Every word of the data must be reproduced in your reply exactly.
=== Given records ===
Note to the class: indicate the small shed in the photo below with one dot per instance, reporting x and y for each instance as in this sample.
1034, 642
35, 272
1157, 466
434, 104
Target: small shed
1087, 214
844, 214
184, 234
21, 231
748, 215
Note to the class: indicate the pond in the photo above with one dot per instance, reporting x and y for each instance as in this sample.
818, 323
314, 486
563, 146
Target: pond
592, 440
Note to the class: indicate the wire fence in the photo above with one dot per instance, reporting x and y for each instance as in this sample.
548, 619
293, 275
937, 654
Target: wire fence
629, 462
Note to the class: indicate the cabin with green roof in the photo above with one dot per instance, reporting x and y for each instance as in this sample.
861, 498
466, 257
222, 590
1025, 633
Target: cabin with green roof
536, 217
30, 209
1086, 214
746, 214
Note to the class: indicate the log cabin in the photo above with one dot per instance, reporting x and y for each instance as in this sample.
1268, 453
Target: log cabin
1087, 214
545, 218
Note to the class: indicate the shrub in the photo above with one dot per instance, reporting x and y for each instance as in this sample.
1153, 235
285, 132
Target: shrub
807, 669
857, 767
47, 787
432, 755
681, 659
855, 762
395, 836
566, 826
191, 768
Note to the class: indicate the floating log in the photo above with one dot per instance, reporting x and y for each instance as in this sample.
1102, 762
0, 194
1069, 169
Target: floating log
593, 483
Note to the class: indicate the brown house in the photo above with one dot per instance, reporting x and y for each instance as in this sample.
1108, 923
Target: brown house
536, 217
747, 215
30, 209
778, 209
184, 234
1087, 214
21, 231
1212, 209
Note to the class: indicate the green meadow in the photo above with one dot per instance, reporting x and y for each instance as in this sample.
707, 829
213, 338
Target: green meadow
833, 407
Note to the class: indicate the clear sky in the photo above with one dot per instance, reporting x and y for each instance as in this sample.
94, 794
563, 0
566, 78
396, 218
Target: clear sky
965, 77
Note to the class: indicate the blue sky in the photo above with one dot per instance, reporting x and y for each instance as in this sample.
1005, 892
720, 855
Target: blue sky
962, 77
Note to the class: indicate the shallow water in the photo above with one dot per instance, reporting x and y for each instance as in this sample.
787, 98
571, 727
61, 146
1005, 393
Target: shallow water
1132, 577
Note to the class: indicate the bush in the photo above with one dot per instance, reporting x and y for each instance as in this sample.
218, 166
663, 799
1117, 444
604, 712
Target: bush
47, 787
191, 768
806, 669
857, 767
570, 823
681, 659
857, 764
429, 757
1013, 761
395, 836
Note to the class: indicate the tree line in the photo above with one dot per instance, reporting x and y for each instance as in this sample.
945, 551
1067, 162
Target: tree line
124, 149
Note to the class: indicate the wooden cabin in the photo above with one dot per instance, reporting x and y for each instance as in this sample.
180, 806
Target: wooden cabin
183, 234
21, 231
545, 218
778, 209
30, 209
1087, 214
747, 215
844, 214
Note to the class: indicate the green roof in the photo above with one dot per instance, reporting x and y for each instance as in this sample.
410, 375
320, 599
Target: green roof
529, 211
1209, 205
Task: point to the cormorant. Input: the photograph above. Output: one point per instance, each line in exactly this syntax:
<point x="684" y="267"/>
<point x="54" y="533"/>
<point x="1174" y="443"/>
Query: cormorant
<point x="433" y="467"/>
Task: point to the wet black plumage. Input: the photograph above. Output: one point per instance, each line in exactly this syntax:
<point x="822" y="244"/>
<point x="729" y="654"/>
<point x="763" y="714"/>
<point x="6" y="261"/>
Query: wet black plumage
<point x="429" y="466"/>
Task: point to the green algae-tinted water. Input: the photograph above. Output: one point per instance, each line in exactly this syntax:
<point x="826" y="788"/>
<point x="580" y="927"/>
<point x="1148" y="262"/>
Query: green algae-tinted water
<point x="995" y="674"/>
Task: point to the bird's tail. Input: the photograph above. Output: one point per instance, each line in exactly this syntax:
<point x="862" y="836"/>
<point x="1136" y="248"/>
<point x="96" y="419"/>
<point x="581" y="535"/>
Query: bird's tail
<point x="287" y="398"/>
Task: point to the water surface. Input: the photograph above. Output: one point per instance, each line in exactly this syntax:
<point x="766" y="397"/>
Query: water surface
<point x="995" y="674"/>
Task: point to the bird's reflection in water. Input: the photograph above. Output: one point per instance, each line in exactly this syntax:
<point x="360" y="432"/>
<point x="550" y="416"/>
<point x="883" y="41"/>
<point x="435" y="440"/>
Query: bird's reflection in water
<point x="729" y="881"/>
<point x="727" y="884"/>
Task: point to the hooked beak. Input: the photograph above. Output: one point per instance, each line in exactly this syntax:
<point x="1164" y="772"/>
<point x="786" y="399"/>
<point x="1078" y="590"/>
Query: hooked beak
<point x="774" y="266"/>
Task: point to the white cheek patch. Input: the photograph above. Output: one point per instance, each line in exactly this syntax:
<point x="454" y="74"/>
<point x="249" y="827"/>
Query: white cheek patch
===
◆ Exercise solution:
Note to the class: indicate the small shed in the photo below with one dot per instance, reporting x and y for each instance as in this sample.
1034, 642
35, 272
1157, 466
434, 104
Target: small shed
1087, 214
844, 214
184, 234
21, 231
748, 215
Note to the class: indicate the pond in the photo above with one dot per instance, reporting x and y for each instance as in this sample.
818, 323
314, 486
563, 146
Target: pond
592, 440
Note to the class: indicate the wire fence in the photo above with one dot per instance, reporting x and y for each instance as in this sample.
548, 619
293, 275
937, 654
Target: wire fence
629, 462
Note to the class: indicate the cabin with green roof in the photo above with one dot per instance, reporting x and y for each instance as in this sample.
861, 498
466, 257
222, 590
1025, 633
Target: cabin with green roof
536, 217
30, 209
1086, 214
746, 214
Note to the class: indicate the log cabin in the photo above with one dot per instance, reporting x and y for each instance as in this sample.
1268, 453
Target: log cabin
1087, 214
545, 218
Note to the class: indicate the shrub in the photo above with one dot per instance, reporting x and y for each instance as in this sample.
1153, 235
285, 132
Target: shrub
807, 669
857, 767
47, 787
432, 755
681, 659
855, 762
395, 836
566, 826
191, 768
Note to the class: indicate the floating log in the photo above with one dot per instance, reporting x and y for each instance as in this sample.
1102, 762
0, 194
1069, 169
Target: floating log
593, 483
Note to the class: indicate the brown house in the photo above with one dot per instance, reporting x and y for each instance as in this sample.
1108, 923
Target: brown house
536, 217
747, 215
30, 209
778, 209
184, 234
1087, 214
21, 231
1212, 209
Note to the class: indicate the green meadow in the photo above with one dot per instance, reporting x and y for each instance as in this sample.
707, 829
213, 338
Target: green meadow
833, 407
Note to the class: indicate the clear sky in the photo above with one dot per instance, reporting x and y for each instance as in this sample.
94, 794
563, 0
566, 78
396, 218
Target: clear sky
965, 77
Note to the class: indicate the blue sky in the photo above with one dot per instance, reporting x and y for each instance as in this sample.
1005, 892
720, 855
Target: blue sky
962, 77
Note to the class: indicate the shallow water in the photo above with one dot per instance, reporting x and y for each instance as in this sample.
787, 98
571, 727
61, 146
1005, 393
Target: shallow water
1132, 577
Note to the class: indicate the bush in the photo above with one dot per instance, reporting x and y for each instance as in this sample.
218, 166
663, 799
1117, 444
604, 712
Target: bush
47, 787
191, 768
806, 669
857, 767
570, 823
681, 659
857, 764
429, 757
1013, 761
395, 836
Note to the class: indicate the tree line in the photo above with one dot per instance, reporting x and y for each instance as in this sample.
945, 551
1067, 162
Target: tree line
124, 149
Note to the class: indicate the wooden cabin in the photo above with one dot per instance, reporting x and y for each instance as in this sample.
180, 806
Target: wooden cabin
183, 234
21, 231
545, 218
778, 209
30, 209
1087, 214
747, 215
844, 214
Note to the class: indicate the green roof in the photo above with one dot per instance, reporting x and y for each instance as in this sample.
410, 375
320, 599
Target: green roof
529, 211
1209, 205
Task: point to the cormorant. Input: the photograph above. Output: one point per instance, each line in exactly this syntax:
<point x="684" y="267"/>
<point x="54" y="533"/>
<point x="1174" y="443"/>
Query: cormorant
<point x="433" y="467"/>
Task: point to the wet black plumage. Input: the photograph above. Output: one point per instance, each line in exactly this syntax:
<point x="822" y="244"/>
<point x="729" y="654"/>
<point x="763" y="714"/>
<point x="6" y="261"/>
Query: wet black plumage
<point x="429" y="466"/>
Task: point to the green algae-tinted water. Input: the photograph above. Output: one point per instance, each line in exactly this syntax:
<point x="826" y="788"/>
<point x="580" y="927"/>
<point x="1148" y="262"/>
Query: green algae-tinted water
<point x="995" y="674"/>
Task: point to the bird's tail. Input: the photograph above. Output: one point per instance, each line in exactly this syntax:
<point x="862" y="836"/>
<point x="1136" y="248"/>
<point x="96" y="419"/>
<point x="581" y="535"/>
Query: bird's tail
<point x="287" y="398"/>
Task: point to the water surface. Input: the photograph above. Output: one point per instance, each line in exactly this syntax:
<point x="766" y="397"/>
Query: water surface
<point x="995" y="674"/>
Task: point to the bird's reflection in water. Input: the photograph above. Output: one point per instance, each line in exactly this syntax:
<point x="360" y="432"/>
<point x="550" y="416"/>
<point x="883" y="41"/>
<point x="435" y="440"/>
Query: bird's reflection in water
<point x="729" y="881"/>
<point x="727" y="884"/>
Task: point to the hooked beak. Input: the photograph above. Output: one point per instance, each line in exactly this syntax:
<point x="1164" y="772"/>
<point x="786" y="399"/>
<point x="1078" y="590"/>
Query: hooked beak
<point x="774" y="266"/>
Task: point to the white cheek patch. Input: the photograph above. Output: one point per instance, each line in exactly this syntax:
<point x="454" y="74"/>
<point x="249" y="827"/>
Query: white cheek patch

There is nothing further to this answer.